From the line containing "query | orange t-shirt" down to the last line of the material, return those lines verbatim and only those.
=== WORKING DATA ===
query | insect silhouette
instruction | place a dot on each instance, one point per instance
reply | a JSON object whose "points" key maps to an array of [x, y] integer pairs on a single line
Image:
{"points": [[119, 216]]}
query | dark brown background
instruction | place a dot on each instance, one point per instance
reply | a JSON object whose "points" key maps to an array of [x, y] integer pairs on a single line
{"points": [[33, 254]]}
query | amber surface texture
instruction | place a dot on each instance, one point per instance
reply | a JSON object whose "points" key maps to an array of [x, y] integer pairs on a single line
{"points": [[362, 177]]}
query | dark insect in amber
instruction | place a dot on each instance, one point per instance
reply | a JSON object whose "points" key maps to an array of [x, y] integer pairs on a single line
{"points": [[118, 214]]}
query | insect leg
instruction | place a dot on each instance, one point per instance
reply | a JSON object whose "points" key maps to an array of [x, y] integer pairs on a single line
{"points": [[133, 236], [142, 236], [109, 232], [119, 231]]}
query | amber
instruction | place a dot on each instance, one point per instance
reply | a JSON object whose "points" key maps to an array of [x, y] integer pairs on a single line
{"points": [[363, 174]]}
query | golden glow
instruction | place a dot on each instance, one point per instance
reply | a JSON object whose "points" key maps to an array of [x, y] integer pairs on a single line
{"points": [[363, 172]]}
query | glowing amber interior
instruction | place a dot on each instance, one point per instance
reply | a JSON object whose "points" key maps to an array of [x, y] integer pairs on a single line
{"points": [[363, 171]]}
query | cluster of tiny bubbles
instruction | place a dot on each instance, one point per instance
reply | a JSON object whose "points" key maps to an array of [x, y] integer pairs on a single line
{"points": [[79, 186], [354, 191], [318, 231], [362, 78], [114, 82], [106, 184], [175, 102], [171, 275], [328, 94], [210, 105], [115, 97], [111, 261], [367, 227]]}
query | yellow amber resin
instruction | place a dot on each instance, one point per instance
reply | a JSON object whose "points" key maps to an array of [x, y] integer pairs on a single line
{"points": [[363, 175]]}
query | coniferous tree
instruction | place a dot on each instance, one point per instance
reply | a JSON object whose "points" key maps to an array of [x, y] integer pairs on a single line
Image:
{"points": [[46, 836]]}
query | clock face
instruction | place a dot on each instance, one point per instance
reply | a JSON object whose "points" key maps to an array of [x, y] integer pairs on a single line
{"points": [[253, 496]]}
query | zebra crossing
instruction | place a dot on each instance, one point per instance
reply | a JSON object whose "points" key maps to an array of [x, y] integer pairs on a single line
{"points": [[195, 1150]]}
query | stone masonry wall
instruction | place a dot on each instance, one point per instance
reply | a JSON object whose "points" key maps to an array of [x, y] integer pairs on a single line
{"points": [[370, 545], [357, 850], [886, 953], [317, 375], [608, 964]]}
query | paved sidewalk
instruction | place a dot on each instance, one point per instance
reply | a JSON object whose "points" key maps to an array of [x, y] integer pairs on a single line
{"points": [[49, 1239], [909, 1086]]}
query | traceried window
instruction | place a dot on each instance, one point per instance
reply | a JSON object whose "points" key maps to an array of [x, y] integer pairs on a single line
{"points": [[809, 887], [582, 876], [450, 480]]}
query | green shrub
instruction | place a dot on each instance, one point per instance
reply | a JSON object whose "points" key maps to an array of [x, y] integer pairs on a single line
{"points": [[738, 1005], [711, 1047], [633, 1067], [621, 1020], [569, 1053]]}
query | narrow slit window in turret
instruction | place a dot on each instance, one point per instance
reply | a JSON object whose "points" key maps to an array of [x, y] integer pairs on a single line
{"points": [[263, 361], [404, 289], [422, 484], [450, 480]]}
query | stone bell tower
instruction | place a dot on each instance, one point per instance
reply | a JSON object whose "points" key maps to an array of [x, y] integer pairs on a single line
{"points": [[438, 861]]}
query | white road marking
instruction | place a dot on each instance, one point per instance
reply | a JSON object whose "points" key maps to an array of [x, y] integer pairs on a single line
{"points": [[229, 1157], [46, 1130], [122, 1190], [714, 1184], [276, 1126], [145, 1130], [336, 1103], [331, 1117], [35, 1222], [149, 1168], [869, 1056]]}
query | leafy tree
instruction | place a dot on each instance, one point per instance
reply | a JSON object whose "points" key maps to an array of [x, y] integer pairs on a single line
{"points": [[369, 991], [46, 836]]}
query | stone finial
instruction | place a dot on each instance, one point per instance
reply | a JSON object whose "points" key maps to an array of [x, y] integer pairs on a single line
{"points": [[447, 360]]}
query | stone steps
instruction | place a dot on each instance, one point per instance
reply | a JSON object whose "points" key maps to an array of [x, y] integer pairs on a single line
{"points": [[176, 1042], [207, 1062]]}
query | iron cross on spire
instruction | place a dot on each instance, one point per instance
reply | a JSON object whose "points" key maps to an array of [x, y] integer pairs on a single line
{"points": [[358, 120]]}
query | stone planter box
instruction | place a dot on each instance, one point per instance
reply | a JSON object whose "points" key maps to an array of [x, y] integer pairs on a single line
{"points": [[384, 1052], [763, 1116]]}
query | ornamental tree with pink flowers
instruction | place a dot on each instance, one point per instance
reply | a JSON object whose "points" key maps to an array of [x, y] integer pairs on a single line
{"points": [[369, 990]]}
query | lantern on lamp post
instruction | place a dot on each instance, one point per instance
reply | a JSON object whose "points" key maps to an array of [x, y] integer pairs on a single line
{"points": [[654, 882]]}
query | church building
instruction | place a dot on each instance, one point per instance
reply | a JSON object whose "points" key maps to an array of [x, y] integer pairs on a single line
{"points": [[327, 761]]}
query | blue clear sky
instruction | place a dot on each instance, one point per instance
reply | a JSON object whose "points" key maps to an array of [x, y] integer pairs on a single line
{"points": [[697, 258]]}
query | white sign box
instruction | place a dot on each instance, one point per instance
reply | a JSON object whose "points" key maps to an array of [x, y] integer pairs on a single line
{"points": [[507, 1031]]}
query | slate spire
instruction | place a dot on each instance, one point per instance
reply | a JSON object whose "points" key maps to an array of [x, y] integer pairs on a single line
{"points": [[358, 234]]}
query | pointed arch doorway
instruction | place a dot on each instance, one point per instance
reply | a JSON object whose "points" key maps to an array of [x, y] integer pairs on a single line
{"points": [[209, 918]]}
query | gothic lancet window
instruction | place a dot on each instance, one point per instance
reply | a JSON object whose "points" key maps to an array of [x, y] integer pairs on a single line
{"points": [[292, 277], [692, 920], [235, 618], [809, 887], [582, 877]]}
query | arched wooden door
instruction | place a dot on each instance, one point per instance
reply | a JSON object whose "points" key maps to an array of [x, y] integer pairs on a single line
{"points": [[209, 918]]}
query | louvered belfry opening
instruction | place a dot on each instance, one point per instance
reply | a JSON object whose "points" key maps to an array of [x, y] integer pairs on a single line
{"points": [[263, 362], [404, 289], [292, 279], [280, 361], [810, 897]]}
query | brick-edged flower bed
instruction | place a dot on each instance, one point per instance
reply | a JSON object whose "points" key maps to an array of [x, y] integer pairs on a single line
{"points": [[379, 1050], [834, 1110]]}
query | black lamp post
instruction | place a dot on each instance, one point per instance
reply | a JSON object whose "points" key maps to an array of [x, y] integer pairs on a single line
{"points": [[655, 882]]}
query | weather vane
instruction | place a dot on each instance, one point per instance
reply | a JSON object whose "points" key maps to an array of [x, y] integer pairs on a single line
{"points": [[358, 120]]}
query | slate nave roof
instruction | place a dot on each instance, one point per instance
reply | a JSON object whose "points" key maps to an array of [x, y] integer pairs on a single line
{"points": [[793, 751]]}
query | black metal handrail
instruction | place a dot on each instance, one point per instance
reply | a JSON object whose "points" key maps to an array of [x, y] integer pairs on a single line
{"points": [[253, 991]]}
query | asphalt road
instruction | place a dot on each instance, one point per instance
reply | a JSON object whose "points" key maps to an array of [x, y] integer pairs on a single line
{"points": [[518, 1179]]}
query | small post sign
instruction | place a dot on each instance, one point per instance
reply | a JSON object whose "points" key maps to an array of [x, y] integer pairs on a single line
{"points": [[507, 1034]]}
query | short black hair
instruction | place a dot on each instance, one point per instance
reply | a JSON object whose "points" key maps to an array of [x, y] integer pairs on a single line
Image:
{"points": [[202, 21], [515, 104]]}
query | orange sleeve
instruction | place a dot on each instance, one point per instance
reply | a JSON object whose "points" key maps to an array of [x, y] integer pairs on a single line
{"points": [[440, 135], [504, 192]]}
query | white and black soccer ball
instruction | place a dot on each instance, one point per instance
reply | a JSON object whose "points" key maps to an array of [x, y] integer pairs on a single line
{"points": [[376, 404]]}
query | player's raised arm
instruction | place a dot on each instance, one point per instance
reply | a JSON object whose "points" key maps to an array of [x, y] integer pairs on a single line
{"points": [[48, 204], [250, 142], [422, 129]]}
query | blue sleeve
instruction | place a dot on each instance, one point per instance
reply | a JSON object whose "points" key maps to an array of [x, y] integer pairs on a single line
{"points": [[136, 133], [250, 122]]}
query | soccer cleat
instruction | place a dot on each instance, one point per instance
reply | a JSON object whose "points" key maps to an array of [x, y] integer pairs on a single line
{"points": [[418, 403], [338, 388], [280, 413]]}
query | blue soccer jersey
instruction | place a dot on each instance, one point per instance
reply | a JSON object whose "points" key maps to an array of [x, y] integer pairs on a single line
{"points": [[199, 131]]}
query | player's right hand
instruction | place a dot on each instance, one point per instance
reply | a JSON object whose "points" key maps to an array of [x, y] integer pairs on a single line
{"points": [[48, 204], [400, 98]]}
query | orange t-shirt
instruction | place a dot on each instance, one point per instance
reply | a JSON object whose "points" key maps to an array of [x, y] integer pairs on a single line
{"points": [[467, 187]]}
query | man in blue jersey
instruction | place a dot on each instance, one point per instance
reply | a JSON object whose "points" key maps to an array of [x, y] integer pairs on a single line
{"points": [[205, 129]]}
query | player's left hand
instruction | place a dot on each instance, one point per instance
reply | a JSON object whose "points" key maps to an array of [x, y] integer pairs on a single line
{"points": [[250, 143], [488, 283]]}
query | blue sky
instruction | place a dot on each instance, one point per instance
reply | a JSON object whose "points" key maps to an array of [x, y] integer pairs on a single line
===
> _EXPECTED OUTPUT_:
query | orange t-shirt
instruction | place a dot on each instance, one point per instance
reply | a JSON object whose "points" key maps to an array of [x, y] integer pairs on a single line
{"points": [[467, 187]]}
query | man in blue jersey
instruction | place a dot on each instance, one point per instance
reply | a JSON object whose "points" key maps to an array of [x, y] integer pairs on a single line
{"points": [[205, 129]]}
query | player's left hand
instruction | place a dot on each instance, one point per instance
reply | a JSON object whose "points" key maps to an array of [x, y] integer pairs on a single line
{"points": [[250, 143], [488, 283]]}
query | blue sky
instruction | place a dot on each instance, one point per instance
reply | a JSON object whose "points" key maps to an array of [x, y] integer pairs on a single line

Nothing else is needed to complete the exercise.